Every entry must be echoed exactly.

##### DATASET RECORDS #####

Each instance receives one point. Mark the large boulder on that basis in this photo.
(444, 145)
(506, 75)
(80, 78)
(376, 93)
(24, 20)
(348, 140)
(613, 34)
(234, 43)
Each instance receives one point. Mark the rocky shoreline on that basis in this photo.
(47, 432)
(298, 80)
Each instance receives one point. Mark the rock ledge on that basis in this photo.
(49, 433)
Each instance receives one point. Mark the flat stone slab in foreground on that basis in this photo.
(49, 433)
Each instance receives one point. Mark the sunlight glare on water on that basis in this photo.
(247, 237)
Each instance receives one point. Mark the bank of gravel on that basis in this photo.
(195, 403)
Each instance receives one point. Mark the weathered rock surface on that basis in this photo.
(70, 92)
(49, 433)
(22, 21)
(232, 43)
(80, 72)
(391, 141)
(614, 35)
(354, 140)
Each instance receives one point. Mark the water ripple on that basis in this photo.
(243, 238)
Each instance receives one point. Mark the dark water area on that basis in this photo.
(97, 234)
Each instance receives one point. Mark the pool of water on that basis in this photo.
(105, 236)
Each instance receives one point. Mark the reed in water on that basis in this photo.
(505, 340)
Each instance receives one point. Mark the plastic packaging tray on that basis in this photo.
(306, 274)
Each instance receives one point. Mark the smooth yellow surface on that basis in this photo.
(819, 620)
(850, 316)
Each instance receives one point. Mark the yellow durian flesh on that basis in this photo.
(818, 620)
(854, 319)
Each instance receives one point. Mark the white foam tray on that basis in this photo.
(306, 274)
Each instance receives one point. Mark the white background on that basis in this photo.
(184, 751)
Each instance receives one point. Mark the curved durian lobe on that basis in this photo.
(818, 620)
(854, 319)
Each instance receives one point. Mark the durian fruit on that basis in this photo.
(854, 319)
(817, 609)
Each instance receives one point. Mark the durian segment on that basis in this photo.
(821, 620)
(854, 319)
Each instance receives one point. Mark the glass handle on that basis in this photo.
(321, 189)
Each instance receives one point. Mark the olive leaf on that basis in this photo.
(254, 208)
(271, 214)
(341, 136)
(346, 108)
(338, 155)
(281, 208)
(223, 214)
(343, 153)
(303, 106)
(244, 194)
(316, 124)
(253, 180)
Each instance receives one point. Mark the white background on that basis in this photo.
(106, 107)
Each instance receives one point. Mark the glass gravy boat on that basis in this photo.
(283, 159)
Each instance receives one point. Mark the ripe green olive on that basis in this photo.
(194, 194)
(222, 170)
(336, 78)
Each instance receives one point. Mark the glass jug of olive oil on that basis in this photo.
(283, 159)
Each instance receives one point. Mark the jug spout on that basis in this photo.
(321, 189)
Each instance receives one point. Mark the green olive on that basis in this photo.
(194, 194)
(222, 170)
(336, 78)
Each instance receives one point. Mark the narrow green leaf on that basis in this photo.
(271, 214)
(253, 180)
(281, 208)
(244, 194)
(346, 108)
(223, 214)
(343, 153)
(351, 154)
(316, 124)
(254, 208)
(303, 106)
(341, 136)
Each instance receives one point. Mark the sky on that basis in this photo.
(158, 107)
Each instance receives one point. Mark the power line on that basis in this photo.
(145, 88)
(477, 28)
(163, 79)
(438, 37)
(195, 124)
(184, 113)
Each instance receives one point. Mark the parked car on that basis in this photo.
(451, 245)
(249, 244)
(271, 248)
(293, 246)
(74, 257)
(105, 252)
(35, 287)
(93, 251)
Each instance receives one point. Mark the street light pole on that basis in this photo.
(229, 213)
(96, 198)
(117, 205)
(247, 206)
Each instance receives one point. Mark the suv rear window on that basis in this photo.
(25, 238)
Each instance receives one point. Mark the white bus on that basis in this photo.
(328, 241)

#####

[ANSWER TO THIS EXERCISE]
Each instance receives one point. Mark the large boulder on that basis in this photo.
(444, 145)
(506, 75)
(80, 78)
(376, 93)
(24, 20)
(348, 140)
(613, 34)
(234, 43)
Each instance receives one point. Mark the rocky shoreline on that basis in this photo.
(47, 432)
(298, 80)
Each instance receives one point. Mark the rock ledge on that basis in this photo.
(49, 433)
Each instance receives one point. Mark the flat stone slab in foreground on that basis in this photo.
(49, 433)
Each instance receives one point. Mark the sunlight glare on water on that basis in this photo.
(247, 237)
Each instance receives one point. Mark the bank of gravel on that basis in this photo.
(195, 403)
Each instance receives one point. Mark the weathered rock surface on that basis in this photo.
(70, 92)
(49, 433)
(22, 21)
(232, 43)
(80, 72)
(391, 141)
(614, 35)
(354, 140)
Each instance receives one point. Mark the water ripple on that basis in this photo.
(243, 238)
Each instance receives one point. Mark the dark water area on that basis in this photo.
(97, 234)
Each instance receives one point. Mark the pool of water on that basis in this photo.
(105, 236)
Each instance receives one point. Mark the reed in water on that basis in this photo.
(505, 340)
Each instance receives one point. Mark the plastic packaging tray on that basis in this photo.
(306, 274)
Each instance receives one point. Mark the smooth yellow surface on that basis in this photo.
(819, 620)
(850, 316)
Each instance receives one point. Mark the yellow durian flesh on that basis in this photo.
(818, 620)
(854, 319)
Each instance receives one point. Mark the white foam tray on that basis in this photo.
(306, 274)
Each instance receives one point. Mark the white background on that basis in this photo.
(184, 751)
Each instance receives one point. Mark the curved durian lobe on that basis in this photo.
(818, 620)
(854, 319)
Each instance receives one point. Mark the durian fruit on that basis in this photo.
(854, 319)
(817, 609)
Each instance receives one point. Mark the durian segment on that basis in this photo.
(821, 620)
(854, 319)
Each instance receives one point. Mark the glass handle on that basis in this photo.
(321, 189)
Each instance receives one point. Mark the olive leaf on that basis in this photo.
(254, 208)
(271, 214)
(341, 136)
(346, 108)
(338, 155)
(281, 208)
(223, 214)
(343, 153)
(303, 106)
(244, 194)
(316, 124)
(253, 180)
Each instance receives one point. Mark the white background on that basis in this photo.
(106, 107)
Each instance receives one point. Mark the glass gravy boat on that basis in this photo.
(283, 159)
Each instance receives one point. Mark the ripe green olive on that basis in this photo.
(194, 194)
(222, 170)
(336, 78)
Each instance receives one point. Mark the glass jug of olive oil on that basis in this photo.
(283, 159)
Each instance receives one point. Mark the jug spout on that basis in this photo.
(321, 189)
Each instance receives one point. Mark the green olive on that basis in this photo.
(194, 194)
(222, 170)
(336, 78)
Each instance receives one point. Mark the narrow green leaf on that basis in this photo.
(271, 214)
(253, 180)
(281, 208)
(244, 194)
(346, 108)
(223, 214)
(343, 153)
(351, 154)
(316, 124)
(254, 208)
(303, 106)
(341, 136)
Each instance receives one point. Mark the sky on that basis in this photo.
(158, 107)
Each instance receives one point. Mark the power line on that basis in this photo.
(145, 88)
(477, 28)
(163, 79)
(438, 37)
(195, 124)
(184, 113)
Each instance receives one point. Mark the parked car on that basis in this photo.
(451, 245)
(249, 244)
(271, 248)
(293, 246)
(74, 257)
(105, 252)
(35, 287)
(93, 251)
Each instance receives one point. Mark the street light pole on that basis in this photo.
(229, 213)
(96, 198)
(117, 205)
(247, 206)
Each instance receives one point. Mark the suv rear window on that basis in this photo.
(25, 238)
Each instance receives one point. Mark the white bus on that basis in this photo.
(328, 241)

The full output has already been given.